List each line below that contains the string "curtain".

## Data entries
==========
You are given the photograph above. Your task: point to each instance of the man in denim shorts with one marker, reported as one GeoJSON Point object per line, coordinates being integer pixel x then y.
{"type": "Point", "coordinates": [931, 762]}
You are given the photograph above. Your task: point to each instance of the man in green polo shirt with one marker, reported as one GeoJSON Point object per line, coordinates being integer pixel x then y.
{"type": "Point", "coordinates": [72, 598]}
==========
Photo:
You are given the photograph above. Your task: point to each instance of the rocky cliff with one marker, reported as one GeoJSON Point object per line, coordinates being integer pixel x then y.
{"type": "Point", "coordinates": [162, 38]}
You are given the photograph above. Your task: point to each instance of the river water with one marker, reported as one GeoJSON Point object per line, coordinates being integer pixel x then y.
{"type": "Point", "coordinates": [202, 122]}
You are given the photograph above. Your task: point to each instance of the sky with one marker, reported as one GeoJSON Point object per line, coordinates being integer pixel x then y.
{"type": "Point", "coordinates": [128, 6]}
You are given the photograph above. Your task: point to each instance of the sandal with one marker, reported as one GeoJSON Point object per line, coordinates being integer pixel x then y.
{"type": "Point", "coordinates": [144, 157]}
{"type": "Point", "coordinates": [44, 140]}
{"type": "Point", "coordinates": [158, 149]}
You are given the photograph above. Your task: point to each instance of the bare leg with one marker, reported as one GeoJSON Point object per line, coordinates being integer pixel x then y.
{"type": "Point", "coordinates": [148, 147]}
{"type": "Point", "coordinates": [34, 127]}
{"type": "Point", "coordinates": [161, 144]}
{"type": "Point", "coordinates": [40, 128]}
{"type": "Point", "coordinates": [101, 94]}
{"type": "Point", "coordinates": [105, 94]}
==========
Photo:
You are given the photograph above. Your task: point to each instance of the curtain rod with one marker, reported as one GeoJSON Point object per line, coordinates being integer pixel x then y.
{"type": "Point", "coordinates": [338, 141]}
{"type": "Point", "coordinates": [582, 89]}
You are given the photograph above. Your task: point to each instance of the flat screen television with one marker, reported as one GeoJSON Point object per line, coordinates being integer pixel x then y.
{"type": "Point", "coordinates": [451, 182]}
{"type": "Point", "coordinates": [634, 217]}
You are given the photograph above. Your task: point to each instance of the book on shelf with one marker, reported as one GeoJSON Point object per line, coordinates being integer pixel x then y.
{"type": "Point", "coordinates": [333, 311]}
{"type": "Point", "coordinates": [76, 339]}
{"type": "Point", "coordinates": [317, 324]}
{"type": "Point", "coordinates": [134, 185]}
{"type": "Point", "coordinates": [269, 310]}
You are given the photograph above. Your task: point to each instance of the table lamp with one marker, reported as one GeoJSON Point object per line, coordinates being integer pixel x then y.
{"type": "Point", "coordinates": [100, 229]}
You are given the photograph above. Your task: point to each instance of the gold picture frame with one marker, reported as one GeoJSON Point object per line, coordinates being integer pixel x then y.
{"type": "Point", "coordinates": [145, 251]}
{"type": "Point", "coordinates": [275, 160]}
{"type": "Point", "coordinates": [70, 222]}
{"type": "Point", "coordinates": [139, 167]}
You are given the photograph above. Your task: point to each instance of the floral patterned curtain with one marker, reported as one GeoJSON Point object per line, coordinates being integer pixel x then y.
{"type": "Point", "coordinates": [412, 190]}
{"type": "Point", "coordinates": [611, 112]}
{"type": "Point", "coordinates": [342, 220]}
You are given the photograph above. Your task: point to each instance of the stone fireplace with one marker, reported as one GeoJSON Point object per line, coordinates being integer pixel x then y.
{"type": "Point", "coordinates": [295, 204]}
==========
## Task response
You are given the photograph above. Your task: point to each instance of the curtain rod with one marker, reported as one GeoJSON Point object per line, coordinates being integer pixel x then y.
You are given the photograph above. Your task: point to each instance of the floral patterned curtain with one marker, reported as one GeoJSON Point object per line, coordinates being integer pixel x then y.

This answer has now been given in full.